● Supplied passage
- - - - -

File tracking with Tycho

2019-08-20

by Sebastian Manns

Before diving deep into the analysis of unknown malware, some basic knowledge about its behavior is required. As a starting point, it is useful to observe the files the malware touches and changes. Tycho can help to automate the observation of file creation and modification, giving the malware analyst a good overview of its behavior. In this blog entry, I will show you how to build a file tracker with Tycho.

Preparation

How is a file opened, created, read, written or deleted on Windows?

Windows uses seven system calls for these tasks.

  1. NtOpenFile
  2. NtCreateFile
  3. NtWriteFile
  4. NtReadFile
  5. NtClose
  6. NtDeleteFile
  7. NtSetinformationFile

Whenever a program tries to touch a file NtOpenFile or NtCreateFile is used to open an existing file or to create a new file. A successful system call can be identified by a return value of 0. A new file handle value of type FileHandle was created. The file handle is used as a reference value for the corresponding opened file whenever the file is used. After the file handle is created, NtReadFile or NtWriteFile is called with the file's handle, to read or write the file respectively. NtSetinformationFile also uses the handle to delete a file. In the last step, the system call NtClose releases the file handle. NtDeleteFile is a legacy system call using the ObjectAttributes to delete a file forcefully without requiring a file handle.

What is required:

For this task, we need a typical Tycho Setup and the program from which we want to see which files it will modify e.g. Pafish. It is useful to have read my previous blog entry to understand how to read information from a system call by using Tycho.

Tycho implementation

The following sections explain how a Tycho script looks like that is able to track file interaction of a Windows process. A detailed explanation of chosen system call handling functions is given.

File handle management

In the first section, I described how Windows modifies files with system calls. To allow the file tracker to track files, we have to associate files with file handles. In order to maintain a list of such associations, we can use a python dictionary object that maps from file handles to file system paths. This dictionary is called handle_dict and is used as a parameter for the handle_* functions, that are described in the next section. To retrieve the file handle and the file we use Tycho’s system call interpretation. For NtOpenFile the cropped interpretation output would look like this.

{'after': {'FileHandle': {'type': 'HANDLE*', 'value': 0x8F258}},
 'before': {'ObjectAttributes': {'tracked': {'type': 'OBJECT_ATTRIBUTES',
                                             'value': {'ObjectName': {'tracked': {'type': 'UNICODE_STRING',
                                                                                  'value': {'content': u'\\??\\C:\\Windows'}},
                                                                      'type': 'UNICODE_STRING*',
                                                                      'value': 0x8F1C8}}},
                                 'type': 'OBJECT_ATTRIBUTES*',
                                 'value': 586216i}},
 'name': 'NtOpenFile',
 'return_value': 0L}

In the example, you can see that in the after parameter there is a pointer to the FileHandle and in the before parameter you can find the file path under the key content.

- - - - -

● What is needed
Reproduce everything in the Tycho file-tracking article from "Tycho implementation" down to "functions is given.". The records that follow the text are not relevant here.

● Entries provided

- - - - -

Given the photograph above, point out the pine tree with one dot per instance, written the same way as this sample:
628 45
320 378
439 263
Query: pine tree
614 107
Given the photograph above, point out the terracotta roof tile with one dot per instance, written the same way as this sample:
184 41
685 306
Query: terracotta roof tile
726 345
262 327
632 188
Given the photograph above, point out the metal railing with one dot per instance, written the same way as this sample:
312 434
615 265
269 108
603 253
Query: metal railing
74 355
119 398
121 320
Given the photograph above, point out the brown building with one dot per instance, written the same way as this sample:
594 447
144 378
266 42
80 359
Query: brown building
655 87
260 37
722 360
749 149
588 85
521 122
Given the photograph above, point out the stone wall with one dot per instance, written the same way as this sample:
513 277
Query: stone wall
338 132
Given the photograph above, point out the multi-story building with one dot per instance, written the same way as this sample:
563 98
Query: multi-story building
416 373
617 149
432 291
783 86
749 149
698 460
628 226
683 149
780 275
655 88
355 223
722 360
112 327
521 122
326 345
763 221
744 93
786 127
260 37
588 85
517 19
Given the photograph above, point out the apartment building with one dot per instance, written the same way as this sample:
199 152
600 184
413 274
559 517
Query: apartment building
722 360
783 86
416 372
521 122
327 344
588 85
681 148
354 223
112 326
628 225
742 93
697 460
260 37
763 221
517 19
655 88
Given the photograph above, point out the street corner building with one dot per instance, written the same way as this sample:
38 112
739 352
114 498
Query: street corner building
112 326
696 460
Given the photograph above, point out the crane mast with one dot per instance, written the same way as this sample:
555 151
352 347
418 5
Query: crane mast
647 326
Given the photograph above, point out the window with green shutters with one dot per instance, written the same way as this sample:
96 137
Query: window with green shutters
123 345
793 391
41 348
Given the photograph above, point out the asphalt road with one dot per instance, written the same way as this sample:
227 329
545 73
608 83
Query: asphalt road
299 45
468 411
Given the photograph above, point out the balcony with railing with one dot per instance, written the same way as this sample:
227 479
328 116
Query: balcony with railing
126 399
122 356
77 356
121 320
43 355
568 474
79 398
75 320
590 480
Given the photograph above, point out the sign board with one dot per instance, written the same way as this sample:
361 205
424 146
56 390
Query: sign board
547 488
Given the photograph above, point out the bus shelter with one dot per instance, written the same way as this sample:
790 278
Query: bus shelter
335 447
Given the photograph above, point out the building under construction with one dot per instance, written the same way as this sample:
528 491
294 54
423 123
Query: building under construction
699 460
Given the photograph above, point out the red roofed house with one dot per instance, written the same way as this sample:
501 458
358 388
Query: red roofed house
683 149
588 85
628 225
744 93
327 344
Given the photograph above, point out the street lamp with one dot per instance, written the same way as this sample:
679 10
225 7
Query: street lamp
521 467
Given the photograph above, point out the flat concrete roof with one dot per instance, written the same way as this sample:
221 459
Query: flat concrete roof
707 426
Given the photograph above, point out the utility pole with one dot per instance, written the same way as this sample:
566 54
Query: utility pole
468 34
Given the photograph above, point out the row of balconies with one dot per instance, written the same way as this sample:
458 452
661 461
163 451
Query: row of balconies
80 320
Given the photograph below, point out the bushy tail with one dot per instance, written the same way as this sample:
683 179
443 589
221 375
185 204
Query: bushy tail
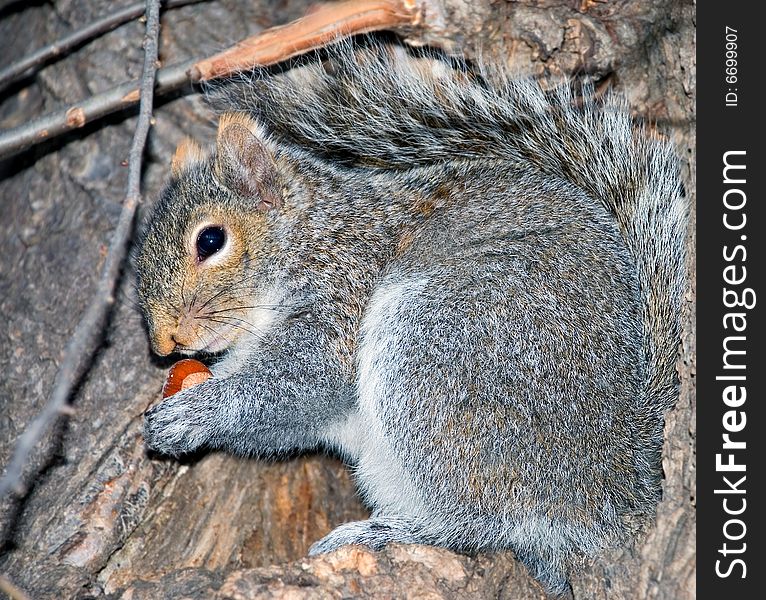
383 107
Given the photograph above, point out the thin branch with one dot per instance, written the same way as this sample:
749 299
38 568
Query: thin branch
84 341
90 31
329 22
18 139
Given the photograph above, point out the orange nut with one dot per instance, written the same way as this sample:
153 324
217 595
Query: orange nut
185 374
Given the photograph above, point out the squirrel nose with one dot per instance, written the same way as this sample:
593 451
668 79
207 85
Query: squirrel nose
164 345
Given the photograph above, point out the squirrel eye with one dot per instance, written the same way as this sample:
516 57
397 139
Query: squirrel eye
209 241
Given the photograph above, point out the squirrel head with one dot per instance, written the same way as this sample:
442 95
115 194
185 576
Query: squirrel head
196 258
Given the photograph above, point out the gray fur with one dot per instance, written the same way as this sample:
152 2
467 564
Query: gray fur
468 287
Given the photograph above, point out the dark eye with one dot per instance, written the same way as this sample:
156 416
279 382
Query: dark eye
209 241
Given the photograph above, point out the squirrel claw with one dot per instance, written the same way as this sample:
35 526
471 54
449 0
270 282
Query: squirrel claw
176 426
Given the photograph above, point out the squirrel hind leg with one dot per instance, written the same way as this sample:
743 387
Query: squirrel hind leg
549 568
374 533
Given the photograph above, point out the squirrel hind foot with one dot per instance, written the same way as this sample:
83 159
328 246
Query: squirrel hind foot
374 533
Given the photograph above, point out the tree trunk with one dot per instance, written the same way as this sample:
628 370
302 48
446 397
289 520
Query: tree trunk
98 516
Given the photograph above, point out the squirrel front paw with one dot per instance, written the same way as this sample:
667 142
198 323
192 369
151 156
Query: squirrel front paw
180 424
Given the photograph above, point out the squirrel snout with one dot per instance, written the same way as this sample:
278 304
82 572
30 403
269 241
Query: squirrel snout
163 344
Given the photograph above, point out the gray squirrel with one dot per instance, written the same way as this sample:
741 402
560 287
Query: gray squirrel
467 286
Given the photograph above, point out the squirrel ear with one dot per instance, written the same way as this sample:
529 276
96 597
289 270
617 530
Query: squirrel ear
243 163
187 153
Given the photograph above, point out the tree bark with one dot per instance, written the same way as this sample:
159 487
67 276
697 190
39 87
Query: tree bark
99 517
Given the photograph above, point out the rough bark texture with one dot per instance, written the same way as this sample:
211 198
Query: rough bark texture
100 517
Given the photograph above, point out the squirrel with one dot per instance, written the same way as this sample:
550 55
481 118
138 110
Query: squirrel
465 283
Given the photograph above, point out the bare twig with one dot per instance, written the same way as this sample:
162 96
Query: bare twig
18 139
76 38
84 341
328 22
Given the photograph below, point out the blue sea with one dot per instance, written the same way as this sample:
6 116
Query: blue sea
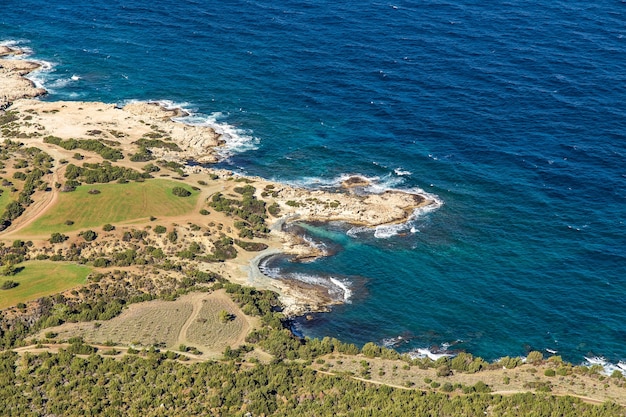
511 114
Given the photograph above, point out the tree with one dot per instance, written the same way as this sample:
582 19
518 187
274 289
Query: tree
58 238
88 235
225 316
7 285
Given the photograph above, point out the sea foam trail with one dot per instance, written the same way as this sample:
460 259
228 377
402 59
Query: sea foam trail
41 77
607 367
236 140
338 289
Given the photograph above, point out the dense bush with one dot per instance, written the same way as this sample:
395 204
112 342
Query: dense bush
58 238
88 235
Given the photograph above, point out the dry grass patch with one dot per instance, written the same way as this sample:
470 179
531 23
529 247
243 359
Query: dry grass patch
115 203
40 278
151 323
207 329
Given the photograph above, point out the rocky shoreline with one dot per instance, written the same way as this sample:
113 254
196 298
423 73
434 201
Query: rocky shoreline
127 126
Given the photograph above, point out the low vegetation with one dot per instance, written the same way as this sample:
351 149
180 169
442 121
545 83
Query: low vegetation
115 203
41 278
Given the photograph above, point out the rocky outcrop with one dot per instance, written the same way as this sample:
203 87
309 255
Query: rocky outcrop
13 85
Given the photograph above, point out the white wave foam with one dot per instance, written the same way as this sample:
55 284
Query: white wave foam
401 172
237 140
607 367
347 292
18 44
394 342
431 354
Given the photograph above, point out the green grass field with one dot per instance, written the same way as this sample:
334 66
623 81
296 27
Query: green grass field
116 203
40 278
5 198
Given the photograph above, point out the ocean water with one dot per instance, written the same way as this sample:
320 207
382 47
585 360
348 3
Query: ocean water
512 114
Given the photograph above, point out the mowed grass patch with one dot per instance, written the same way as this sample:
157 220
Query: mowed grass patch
41 278
116 203
209 330
149 323
5 198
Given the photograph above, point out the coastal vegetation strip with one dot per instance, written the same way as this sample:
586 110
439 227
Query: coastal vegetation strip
114 203
37 279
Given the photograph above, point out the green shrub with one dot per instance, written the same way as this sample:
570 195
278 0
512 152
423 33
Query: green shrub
7 285
88 235
58 238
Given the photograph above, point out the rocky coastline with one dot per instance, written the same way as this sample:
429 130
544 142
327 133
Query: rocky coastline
126 126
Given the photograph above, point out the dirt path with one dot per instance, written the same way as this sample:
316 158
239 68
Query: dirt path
43 201
196 301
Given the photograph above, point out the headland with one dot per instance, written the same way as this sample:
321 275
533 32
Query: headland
145 138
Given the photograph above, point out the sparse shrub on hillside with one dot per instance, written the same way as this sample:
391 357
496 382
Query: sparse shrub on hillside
58 238
7 285
181 192
88 235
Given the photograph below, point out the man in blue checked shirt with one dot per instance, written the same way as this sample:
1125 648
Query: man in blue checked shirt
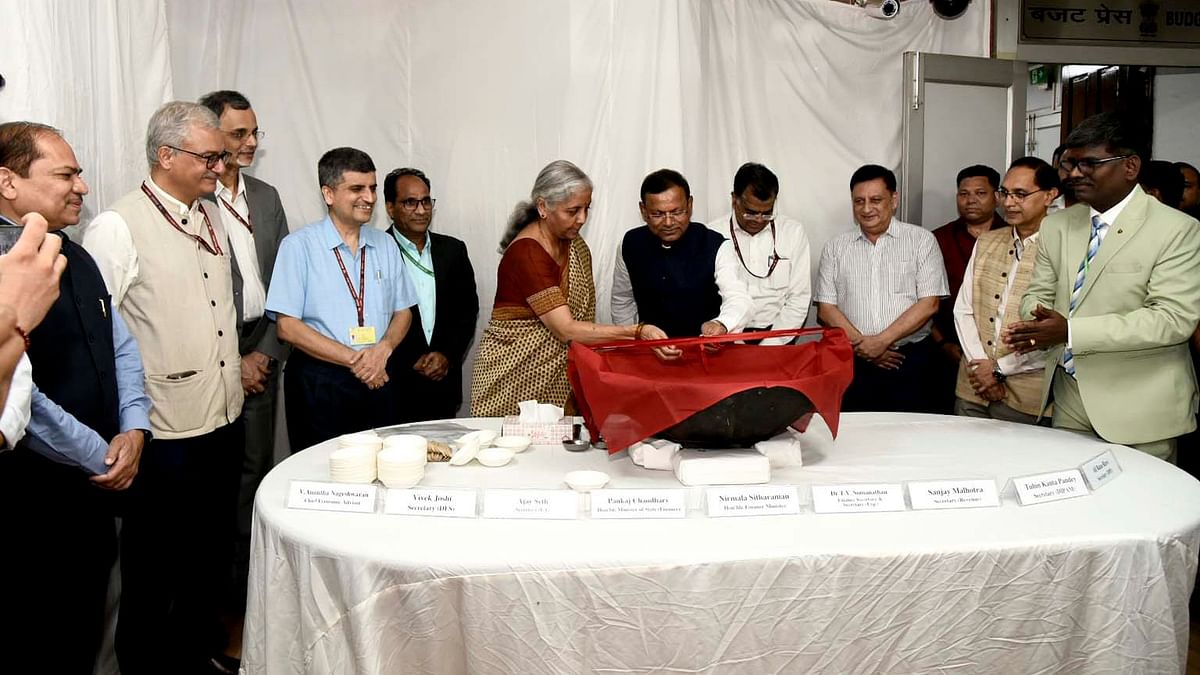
88 426
341 298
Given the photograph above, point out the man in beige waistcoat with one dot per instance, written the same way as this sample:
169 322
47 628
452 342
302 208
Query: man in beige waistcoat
995 382
166 262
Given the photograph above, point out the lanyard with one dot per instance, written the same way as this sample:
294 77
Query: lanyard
409 256
774 255
215 248
363 284
244 221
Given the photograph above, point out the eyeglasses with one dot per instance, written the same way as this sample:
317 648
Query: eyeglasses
411 204
244 133
210 159
1019 195
1087 165
676 215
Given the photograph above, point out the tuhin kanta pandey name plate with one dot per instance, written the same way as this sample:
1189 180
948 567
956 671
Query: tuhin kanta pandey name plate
1114 23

- - - - -

● Answer to this problem
Tycho implementation

The following sections explain how a Tycho script looks like that is able to track file interaction of a Windows process. A detailed explanation of chosen system call handling functions is given.